::: RECORDS SHOWN :::
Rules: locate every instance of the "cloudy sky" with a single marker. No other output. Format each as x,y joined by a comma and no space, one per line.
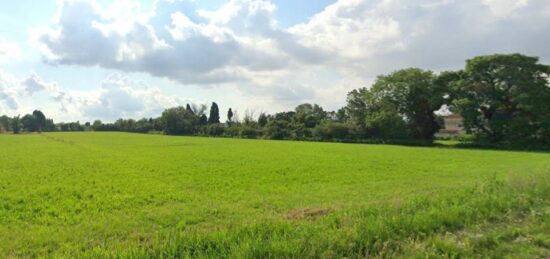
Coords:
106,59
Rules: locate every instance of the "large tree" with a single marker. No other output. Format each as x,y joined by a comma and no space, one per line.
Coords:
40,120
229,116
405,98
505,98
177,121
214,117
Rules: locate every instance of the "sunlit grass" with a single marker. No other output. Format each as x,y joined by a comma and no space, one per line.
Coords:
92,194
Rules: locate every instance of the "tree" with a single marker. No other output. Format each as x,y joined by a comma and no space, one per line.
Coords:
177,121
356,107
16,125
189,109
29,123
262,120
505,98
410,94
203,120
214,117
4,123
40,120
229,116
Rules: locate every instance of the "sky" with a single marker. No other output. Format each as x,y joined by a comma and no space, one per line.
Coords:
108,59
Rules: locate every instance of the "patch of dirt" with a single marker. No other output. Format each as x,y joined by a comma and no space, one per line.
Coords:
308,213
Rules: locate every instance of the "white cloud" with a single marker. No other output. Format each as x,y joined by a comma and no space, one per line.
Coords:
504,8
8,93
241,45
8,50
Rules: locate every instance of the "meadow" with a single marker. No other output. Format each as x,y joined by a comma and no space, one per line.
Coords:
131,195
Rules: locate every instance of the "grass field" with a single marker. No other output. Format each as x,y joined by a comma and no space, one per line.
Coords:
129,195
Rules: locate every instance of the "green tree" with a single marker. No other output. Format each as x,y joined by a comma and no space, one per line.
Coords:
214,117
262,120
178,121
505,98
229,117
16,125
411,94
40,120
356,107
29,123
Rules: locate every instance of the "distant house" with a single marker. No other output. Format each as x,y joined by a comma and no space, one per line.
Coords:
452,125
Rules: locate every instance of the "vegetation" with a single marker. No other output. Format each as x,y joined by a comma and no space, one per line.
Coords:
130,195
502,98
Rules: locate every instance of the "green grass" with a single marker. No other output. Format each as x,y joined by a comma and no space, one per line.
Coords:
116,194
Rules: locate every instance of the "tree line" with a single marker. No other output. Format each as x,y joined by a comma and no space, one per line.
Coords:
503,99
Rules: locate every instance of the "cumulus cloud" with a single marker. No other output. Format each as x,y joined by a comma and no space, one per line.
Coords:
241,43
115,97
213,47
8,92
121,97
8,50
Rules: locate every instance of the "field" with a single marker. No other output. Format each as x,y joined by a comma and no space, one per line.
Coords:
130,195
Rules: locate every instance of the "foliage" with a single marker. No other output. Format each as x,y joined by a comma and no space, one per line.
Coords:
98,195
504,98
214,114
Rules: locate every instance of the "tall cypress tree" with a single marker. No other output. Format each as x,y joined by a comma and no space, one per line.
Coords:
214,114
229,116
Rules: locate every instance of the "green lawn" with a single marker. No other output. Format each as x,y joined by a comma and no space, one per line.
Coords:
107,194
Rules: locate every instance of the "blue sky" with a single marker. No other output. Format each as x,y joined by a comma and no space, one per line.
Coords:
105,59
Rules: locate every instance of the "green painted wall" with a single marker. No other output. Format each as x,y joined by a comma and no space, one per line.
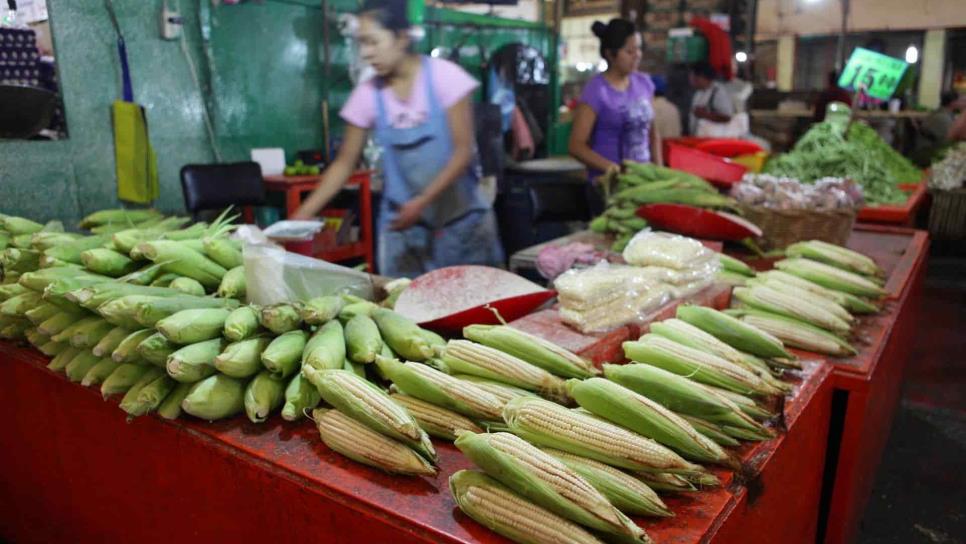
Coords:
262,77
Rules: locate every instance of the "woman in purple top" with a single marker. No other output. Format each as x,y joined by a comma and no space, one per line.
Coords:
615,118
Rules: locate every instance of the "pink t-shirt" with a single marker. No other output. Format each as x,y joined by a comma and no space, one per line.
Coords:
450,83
:::
### PROMPT
Which of the lines above contain the string "field", with case counting? Copy each such line in full.

### FINISHED ANSWER
Rules: locate every instance of the "grass field" with a single marker. No other output. Format each as x,y joined by a comma and no space, one per line.
Rules: locate every instance of the "field" with a single marker. No other output. Format each as x,y joined by a comma and no space, one per line.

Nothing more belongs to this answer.